_Objetivo da tarefa_:
Reproduza literalmente o trecho do texto sobre transtorno bipolar que começa nas palavras "por | set 3, 2019" e termina após as palavras "na vida social.".

_Bloco de texto_:

++++++++++

Tenho transtorno bipolar e levei 10 anos para descobrir: caso de jovem serve como alerta

por | set 3, 2019 | Saúde

A jornalista e pesquisadora Kyene Becker da Silva recebeu por anos o diagnóstico errado sobre sua saúde mental. Em entrevista ao VIX, ela explicou por que o transtorno demorou mais de 10 anos para ser identificado e de que maneira o atraso em saber o que de fato acontecia causou, como uso de medicamentos inapropriados e até mesmo prejuízos na vida social.

Transtorno de bipolaridade: diagnóstico errado e seus impactos

Ao longo da infância, Kyene lembra de ter sido uma criança bastante agitada. “Ansiosa demais, intensa”, descreve a mestranda em Divulgação Científica e Cultural pela Unicamp.

++++++++++

_Dados fornecidos_:
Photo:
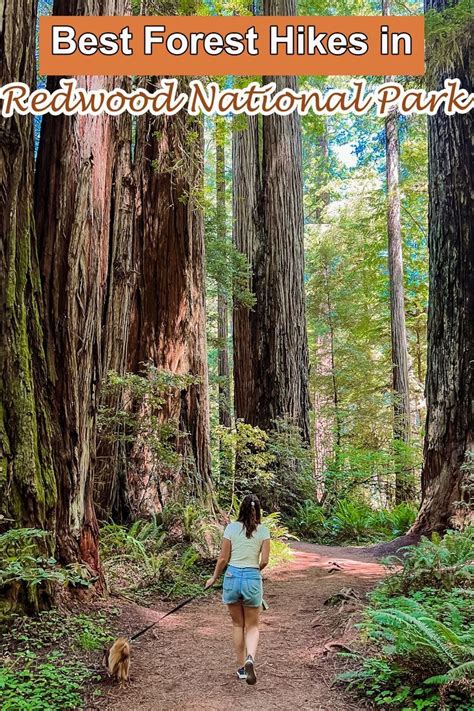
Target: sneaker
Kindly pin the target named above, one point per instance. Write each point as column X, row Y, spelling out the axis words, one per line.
column 249, row 668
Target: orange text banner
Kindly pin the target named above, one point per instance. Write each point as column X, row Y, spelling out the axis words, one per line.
column 242, row 46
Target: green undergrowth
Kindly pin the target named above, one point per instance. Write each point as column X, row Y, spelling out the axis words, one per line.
column 419, row 629
column 46, row 661
column 171, row 554
column 351, row 522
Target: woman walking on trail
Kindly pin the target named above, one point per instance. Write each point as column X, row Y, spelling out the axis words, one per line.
column 245, row 551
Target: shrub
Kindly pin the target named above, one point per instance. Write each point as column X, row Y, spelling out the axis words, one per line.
column 419, row 626
column 439, row 562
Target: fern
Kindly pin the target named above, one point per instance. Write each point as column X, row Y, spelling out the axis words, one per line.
column 463, row 671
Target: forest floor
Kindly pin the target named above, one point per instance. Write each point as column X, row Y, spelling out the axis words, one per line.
column 187, row 662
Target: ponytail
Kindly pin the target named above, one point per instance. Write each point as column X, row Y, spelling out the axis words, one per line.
column 250, row 514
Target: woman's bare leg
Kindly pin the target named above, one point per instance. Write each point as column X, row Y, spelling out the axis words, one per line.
column 251, row 617
column 237, row 614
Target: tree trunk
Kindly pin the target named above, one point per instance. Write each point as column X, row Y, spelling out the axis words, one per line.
column 278, row 370
column 447, row 476
column 222, row 308
column 111, row 490
column 73, row 210
column 168, row 318
column 246, row 237
column 400, row 382
column 27, row 484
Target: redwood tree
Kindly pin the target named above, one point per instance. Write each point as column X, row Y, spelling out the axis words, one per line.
column 447, row 471
column 401, row 393
column 73, row 208
column 276, row 360
column 222, row 303
column 111, row 489
column 27, row 484
column 246, row 237
column 168, row 317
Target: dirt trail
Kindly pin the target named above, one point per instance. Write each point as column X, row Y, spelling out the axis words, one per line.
column 187, row 662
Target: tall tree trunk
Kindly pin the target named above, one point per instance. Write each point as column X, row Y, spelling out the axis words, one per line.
column 168, row 319
column 73, row 209
column 400, row 382
column 222, row 308
column 278, row 375
column 111, row 489
column 447, row 476
column 246, row 238
column 27, row 484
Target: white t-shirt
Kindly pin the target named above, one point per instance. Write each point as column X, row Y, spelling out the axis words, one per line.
column 245, row 552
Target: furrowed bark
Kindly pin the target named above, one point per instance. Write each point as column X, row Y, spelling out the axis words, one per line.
column 400, row 380
column 282, row 343
column 447, row 476
column 222, row 306
column 27, row 484
column 73, row 210
column 111, row 488
column 168, row 317
column 275, row 359
column 246, row 237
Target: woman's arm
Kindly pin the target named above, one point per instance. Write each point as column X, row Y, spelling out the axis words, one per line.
column 264, row 554
column 222, row 561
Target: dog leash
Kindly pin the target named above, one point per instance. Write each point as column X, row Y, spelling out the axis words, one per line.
column 170, row 612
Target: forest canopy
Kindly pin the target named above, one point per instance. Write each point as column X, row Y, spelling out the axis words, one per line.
column 194, row 308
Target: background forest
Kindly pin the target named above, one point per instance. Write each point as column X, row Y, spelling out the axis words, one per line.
column 192, row 310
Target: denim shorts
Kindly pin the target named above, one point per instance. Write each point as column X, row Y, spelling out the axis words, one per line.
column 242, row 585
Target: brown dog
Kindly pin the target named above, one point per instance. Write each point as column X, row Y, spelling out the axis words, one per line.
column 117, row 660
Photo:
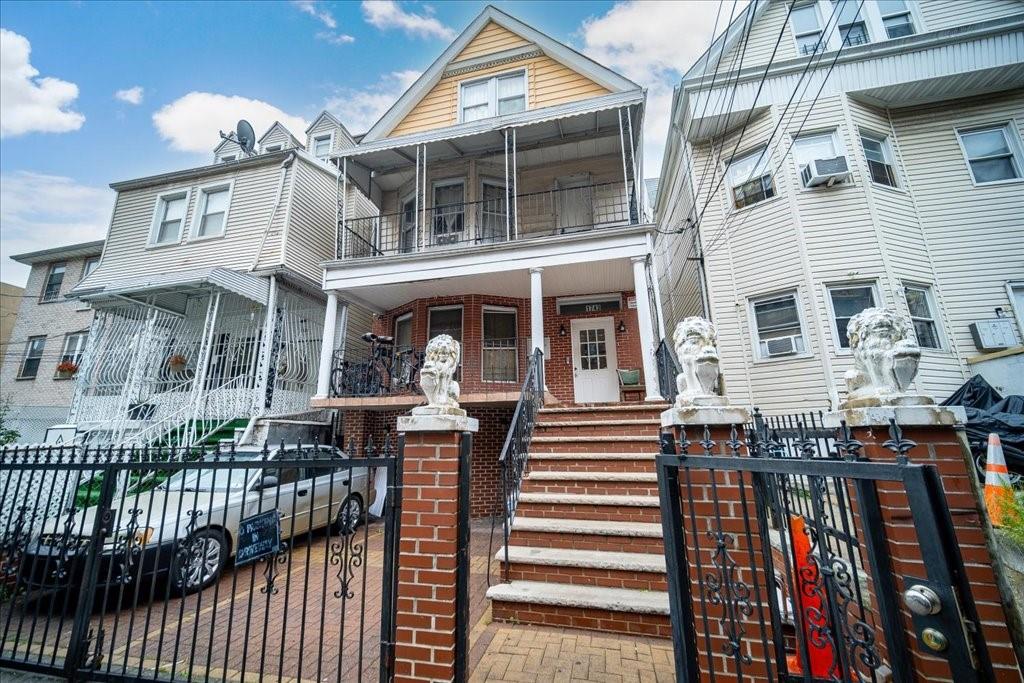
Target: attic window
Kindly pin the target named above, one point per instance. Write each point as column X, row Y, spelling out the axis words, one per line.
column 494, row 96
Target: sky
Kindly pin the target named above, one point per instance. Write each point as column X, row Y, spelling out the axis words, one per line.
column 96, row 92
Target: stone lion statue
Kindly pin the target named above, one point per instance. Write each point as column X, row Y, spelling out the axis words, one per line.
column 696, row 347
column 885, row 356
column 441, row 360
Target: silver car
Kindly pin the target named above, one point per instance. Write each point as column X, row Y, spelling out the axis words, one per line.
column 187, row 526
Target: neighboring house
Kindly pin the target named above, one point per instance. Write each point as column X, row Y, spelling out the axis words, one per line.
column 208, row 299
column 900, row 184
column 49, row 330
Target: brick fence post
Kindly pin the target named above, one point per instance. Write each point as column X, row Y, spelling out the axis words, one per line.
column 939, row 438
column 428, row 564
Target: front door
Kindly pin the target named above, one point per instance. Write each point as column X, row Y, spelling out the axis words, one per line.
column 594, row 360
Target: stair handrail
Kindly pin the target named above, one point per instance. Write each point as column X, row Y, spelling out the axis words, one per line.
column 515, row 451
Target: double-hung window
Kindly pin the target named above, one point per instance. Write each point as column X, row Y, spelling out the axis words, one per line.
column 847, row 301
column 806, row 25
column 750, row 178
column 896, row 17
column 493, row 96
column 169, row 218
column 33, row 356
column 776, row 322
column 54, row 279
column 992, row 153
column 919, row 302
column 879, row 154
column 499, row 355
column 213, row 204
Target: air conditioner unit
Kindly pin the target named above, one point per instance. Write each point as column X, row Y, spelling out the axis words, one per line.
column 825, row 172
column 771, row 348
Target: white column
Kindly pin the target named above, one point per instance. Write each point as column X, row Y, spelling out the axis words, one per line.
column 647, row 343
column 327, row 347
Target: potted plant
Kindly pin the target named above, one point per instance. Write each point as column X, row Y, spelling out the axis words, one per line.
column 67, row 370
column 177, row 364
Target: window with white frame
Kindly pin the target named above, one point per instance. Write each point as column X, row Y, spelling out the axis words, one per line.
column 776, row 323
column 896, row 17
column 54, row 280
column 322, row 145
column 33, row 356
column 806, row 25
column 992, row 153
column 212, row 212
column 169, row 218
column 819, row 145
column 922, row 307
column 879, row 154
column 499, row 354
column 750, row 178
column 493, row 96
column 847, row 301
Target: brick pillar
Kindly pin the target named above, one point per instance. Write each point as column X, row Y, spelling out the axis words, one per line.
column 940, row 441
column 428, row 563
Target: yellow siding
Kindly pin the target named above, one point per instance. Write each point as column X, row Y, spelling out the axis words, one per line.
column 492, row 38
column 549, row 83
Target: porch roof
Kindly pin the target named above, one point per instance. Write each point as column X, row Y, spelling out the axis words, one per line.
column 184, row 282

++++++++++

_Resultado da tarefa_:
por | set 3, 2019 | Saúde

A jornalista e pesquisadora Kyene Becker da Silva recebeu por anos o diagnóstico errado sobre sua saúde mental. Em entrevista ao VIX, ela explicou por que o transtorno demorou mais de 10 anos para ser identificado e de que maneira o atraso em saber o que de fato acontecia causou, como uso de medicamentos inapropriados e até mesmo prejuízos na vida social.